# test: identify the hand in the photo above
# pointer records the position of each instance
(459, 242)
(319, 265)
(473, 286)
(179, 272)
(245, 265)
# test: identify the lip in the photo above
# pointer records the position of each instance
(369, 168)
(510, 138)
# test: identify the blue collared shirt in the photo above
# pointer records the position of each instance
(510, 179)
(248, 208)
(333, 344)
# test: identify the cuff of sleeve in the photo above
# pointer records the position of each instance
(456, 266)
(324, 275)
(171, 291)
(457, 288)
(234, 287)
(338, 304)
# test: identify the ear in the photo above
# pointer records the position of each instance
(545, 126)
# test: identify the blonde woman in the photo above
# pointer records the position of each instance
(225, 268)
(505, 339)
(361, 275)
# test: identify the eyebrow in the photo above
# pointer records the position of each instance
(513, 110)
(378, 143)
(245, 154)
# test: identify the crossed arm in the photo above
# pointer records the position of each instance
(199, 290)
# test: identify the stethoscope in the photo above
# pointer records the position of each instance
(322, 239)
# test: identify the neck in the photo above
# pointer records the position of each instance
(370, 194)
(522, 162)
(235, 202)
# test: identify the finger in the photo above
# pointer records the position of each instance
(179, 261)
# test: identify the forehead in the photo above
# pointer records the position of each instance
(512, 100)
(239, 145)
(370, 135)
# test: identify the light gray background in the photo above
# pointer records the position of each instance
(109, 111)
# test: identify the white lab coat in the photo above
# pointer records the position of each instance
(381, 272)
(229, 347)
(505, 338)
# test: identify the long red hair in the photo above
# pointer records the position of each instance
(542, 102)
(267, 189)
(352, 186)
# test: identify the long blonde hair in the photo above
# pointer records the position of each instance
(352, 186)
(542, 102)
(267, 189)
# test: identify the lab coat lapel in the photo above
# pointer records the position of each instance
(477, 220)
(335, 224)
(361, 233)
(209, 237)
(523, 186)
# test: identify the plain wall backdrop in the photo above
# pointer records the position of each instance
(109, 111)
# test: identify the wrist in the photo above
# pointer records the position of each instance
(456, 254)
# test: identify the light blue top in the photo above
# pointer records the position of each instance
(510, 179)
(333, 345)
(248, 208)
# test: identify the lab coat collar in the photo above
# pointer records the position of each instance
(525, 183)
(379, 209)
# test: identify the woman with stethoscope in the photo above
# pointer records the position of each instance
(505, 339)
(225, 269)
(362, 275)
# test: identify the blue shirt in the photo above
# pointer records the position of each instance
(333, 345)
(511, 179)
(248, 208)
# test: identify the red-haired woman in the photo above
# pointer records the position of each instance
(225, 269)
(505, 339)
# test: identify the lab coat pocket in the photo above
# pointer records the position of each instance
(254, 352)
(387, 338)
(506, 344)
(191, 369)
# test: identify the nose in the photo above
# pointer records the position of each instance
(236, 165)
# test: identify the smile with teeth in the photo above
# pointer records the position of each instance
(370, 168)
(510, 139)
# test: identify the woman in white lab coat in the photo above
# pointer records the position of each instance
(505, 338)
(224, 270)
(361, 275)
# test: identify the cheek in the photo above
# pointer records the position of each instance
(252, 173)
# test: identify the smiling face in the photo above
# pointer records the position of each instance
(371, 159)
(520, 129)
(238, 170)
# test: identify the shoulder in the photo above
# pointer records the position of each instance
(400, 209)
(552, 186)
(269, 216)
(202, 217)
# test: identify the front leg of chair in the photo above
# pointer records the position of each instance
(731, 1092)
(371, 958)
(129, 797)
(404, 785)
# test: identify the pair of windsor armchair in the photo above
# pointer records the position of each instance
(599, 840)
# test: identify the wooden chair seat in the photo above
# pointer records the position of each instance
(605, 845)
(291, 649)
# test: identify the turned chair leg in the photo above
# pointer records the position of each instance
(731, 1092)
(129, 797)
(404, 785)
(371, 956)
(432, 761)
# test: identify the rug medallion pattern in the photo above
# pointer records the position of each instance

=======

• [WHAT YOU NEED TO DO]:
Write out all the lines above as a numbered list, leaving out any blank lines.

• [ANSWER]:
1. # test: identify the hand in the photo above
2. # pointer records the position of each instance
3. (459, 242)
4. (319, 265)
5. (473, 286)
6. (179, 272)
7. (245, 265)
8. # test: identify the lip in the photo above
9. # pointer records the position of each instance
10. (369, 168)
11. (510, 138)
12. # test: identify the blue collared shirt in the photo above
13. # pointer records the position of each instance
14. (510, 179)
15. (248, 208)
16. (333, 344)
17. # test: identify the cuff of sleeve in the photo above
18. # pointer records the position of each instance
19. (456, 266)
20. (324, 275)
21. (171, 291)
22. (457, 288)
23. (234, 287)
24. (338, 304)
25. # test: identify the ear in the photo above
26. # pointer records the position of each instance
27. (545, 126)
28. # test: identify the blonde woman in the photo above
29. # pointer records the position of each instance
30. (225, 268)
31. (505, 339)
32. (361, 275)
33. # test: identify the eyebrow in the photo above
34. # pointer records the position of each instance
35. (513, 110)
36. (378, 143)
37. (245, 154)
38. # test: identify the crossed arm in the photo above
39. # pointer records the position of each instance
40. (199, 290)
41. # test: identify the stethoscope in the photo above
42. # pointer records the position of each instance
43. (322, 239)
44. # test: identify the neck in the photo above
45. # pointer records the position of each instance
46. (370, 194)
47. (522, 162)
48. (235, 202)
49. # test: identify the finger in the photo above
50. # pointer records the position of each instance
51. (179, 261)
52. # test: identify the forehead in the photo above
53. # pointer records the position of each instance
54. (512, 100)
55. (239, 145)
56. (370, 135)
57. # test: identify the light gray background in the photo above
58. # pointer records the position of each instance
59. (109, 111)
60. # test: identify the white lab coat in the photo above
61. # pointer records the position of each instance
62. (381, 272)
63. (229, 347)
64. (505, 338)
65. # test: identify the long red hair in the photo above
66. # pointer records the position of each instance
67. (542, 102)
68. (267, 189)
69. (352, 186)
70. # test: identify the long blonde hair in the photo above
71. # pointer records the position of each instance
72. (352, 186)
73. (542, 102)
74. (267, 189)
75. # test: identify the lab coat lapel in the photo above
76. # pointer records the position of each instance
77. (477, 220)
78. (335, 224)
79. (361, 233)
80. (209, 237)
81. (523, 186)
82. # test: identify the plain wall backdrop in the photo above
83. # pointer records the position of each instance
84. (109, 111)
85. # test: identify the wrist in the photo above
86. # pointer records the position of each instance
87. (456, 254)
88. # test: identify the light blue top in the photo above
89. # pointer records the position of each instance
90. (510, 179)
91. (333, 345)
92. (248, 208)
93. # test: identify the lab coat collar in the photo above
94. # pointer records the position of each instance
95. (525, 183)
96. (379, 209)
97. # test: identify the woman with stethoscope in the photo above
98. # pointer records the position of each instance
99. (505, 339)
100. (225, 269)
101. (362, 275)
102. # test: identify the blue shirt in the photo above
103. # pointer records the position of each instance
104. (333, 345)
105. (511, 179)
106. (248, 208)
107. # test: identify the red-haired woman in the photo above
108. # pointer records the position of each instance
109. (225, 269)
110. (505, 339)
111. # test: identify the lab coat pocket in the photo above
112. # pointer records the position of each instance
113. (254, 352)
114. (387, 338)
115. (506, 344)
116. (191, 369)
117. # test: identify the nose in the photo above
118. # pointer records the position of each instance
119. (236, 165)
120. # test: identify the smile with teeth in the photo above
121. # pointer records the position of each instance
122. (370, 168)
123. (510, 139)
124. # test: identify the woman in white lab coat in the photo above
125. # pointer records the position of each instance
126. (505, 338)
127. (224, 270)
128. (361, 275)
129. # test: identify the cheek in the photo above
130. # pointer records the position of each instance
131. (252, 173)
132. # test: identify the smiling face in the photo above
133. # pointer records the position of each instance
134. (371, 159)
135. (520, 129)
136. (238, 170)
137. # test: identify the shoulder in the photo above
138. # pointer records the position of each instance
139. (400, 209)
140. (552, 186)
141. (269, 216)
142. (202, 217)
143. # test: identify the front leg of chair in the photo above
144. # pointer records the position of each instance
145. (731, 1092)
146. (371, 958)
147. (129, 797)
148. (404, 785)
149. # test: identify the pair of windsor armchair in the photo above
150. # pointer records the position of each instance
151. (599, 840)
152. # test: identify the wooden chair seat in the photo above
153. # pointer records the position of each instance
154. (605, 845)
155. (291, 649)
156. # test: identify the turned chair leg in the photo above
157. # pointer records the position of each instance
158. (731, 1092)
159. (129, 797)
160. (404, 785)
161. (371, 956)
162. (432, 761)
163. # test: identify the rug medallion pattern in the photo above
164. # pointer records the position of each instance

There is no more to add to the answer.